I guess my question is - Where does it stop? Can we set up recorders in hospital rooms to make sure doctors and nurses don't abuse their positions and/or steal items from patients? Can we set up cameras in classrooms so parents can ensure their child is not unjustly treated by the teacher or students? Can we record flight stewardess and pilots as well so that they dont drink while on duty? How about putting cameras in fast food restaurants to make sure the special sauce doesn't become any more "special"?

People are so concerned about cops abusing their authority that they fail to see that there are people in every position that abuse their authority. Are there bad cops out there? Yes. But there are also bad doctors, teachers, truck drivers, etc. And before anyone tries to justify recording cops because they have weapons, doctors/nurses can easily kill people with improperly prescribed drugs and truck drivers could easily wipe out a good swath of people with the wrong turn of the wheel. Death is death, whether done through weapons, drugs or vehicles.

### Information provided
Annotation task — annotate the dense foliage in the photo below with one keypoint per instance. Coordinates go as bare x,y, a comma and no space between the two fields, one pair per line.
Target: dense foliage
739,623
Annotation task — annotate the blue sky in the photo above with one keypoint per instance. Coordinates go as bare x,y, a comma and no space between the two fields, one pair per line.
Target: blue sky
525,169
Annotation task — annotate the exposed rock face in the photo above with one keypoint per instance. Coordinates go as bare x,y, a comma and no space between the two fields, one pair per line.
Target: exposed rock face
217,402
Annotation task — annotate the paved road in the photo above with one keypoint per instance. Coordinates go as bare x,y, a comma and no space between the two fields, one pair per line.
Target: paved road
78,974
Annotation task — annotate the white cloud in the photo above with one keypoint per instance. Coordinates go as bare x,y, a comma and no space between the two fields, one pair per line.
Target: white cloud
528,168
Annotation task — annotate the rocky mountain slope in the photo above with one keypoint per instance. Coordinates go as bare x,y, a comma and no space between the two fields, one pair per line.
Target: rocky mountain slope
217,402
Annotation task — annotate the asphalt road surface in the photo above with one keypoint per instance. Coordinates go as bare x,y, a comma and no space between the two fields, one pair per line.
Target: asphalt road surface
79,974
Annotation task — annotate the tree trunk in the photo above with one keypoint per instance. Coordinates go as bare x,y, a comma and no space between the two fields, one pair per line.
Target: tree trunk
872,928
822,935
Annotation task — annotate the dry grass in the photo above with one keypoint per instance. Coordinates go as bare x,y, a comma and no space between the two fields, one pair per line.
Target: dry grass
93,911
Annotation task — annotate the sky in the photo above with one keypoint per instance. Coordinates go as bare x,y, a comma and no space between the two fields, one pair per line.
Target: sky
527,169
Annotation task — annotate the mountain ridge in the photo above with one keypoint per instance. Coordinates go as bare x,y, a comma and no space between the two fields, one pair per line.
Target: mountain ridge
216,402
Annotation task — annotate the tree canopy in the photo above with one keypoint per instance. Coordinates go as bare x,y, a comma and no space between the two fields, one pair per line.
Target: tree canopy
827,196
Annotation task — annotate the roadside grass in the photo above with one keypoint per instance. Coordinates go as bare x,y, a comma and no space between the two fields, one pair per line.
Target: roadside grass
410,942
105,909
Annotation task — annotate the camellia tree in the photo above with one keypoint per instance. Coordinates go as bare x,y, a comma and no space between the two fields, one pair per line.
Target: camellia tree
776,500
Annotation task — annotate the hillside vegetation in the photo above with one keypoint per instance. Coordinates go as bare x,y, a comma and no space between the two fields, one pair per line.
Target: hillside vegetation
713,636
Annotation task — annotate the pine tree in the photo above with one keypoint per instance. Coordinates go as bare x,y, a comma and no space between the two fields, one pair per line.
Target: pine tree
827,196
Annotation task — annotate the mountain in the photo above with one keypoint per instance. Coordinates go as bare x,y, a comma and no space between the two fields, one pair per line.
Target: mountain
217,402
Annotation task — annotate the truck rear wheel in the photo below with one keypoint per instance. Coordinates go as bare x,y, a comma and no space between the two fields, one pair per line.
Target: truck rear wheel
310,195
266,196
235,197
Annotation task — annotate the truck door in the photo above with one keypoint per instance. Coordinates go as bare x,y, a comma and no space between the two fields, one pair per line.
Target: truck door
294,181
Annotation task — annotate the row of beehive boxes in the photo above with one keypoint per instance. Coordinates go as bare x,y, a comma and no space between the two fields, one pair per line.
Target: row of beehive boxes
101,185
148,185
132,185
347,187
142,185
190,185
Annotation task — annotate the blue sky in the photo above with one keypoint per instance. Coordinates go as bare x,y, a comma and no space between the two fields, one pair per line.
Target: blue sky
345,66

### Exercise details
Retype the part of the comment on recording police that begins at the words "People are so" and stops after "drugs or vehicles.", keeping every character as it appears.

### Final answer
People are so concerned about cops abusing their authority that they fail to see that there are people in every position that abuse their authority. Are there bad cops out there? Yes. But there are also bad doctors, teachers, truck drivers, etc. And before anyone tries to justify recording cops because they have weapons, doctors/nurses can easily kill people with improperly prescribed drugs and truck drivers could easily wipe out a good swath of people with the wrong turn of the wheel. Death is death, whether done through weapons, drugs or vehicles.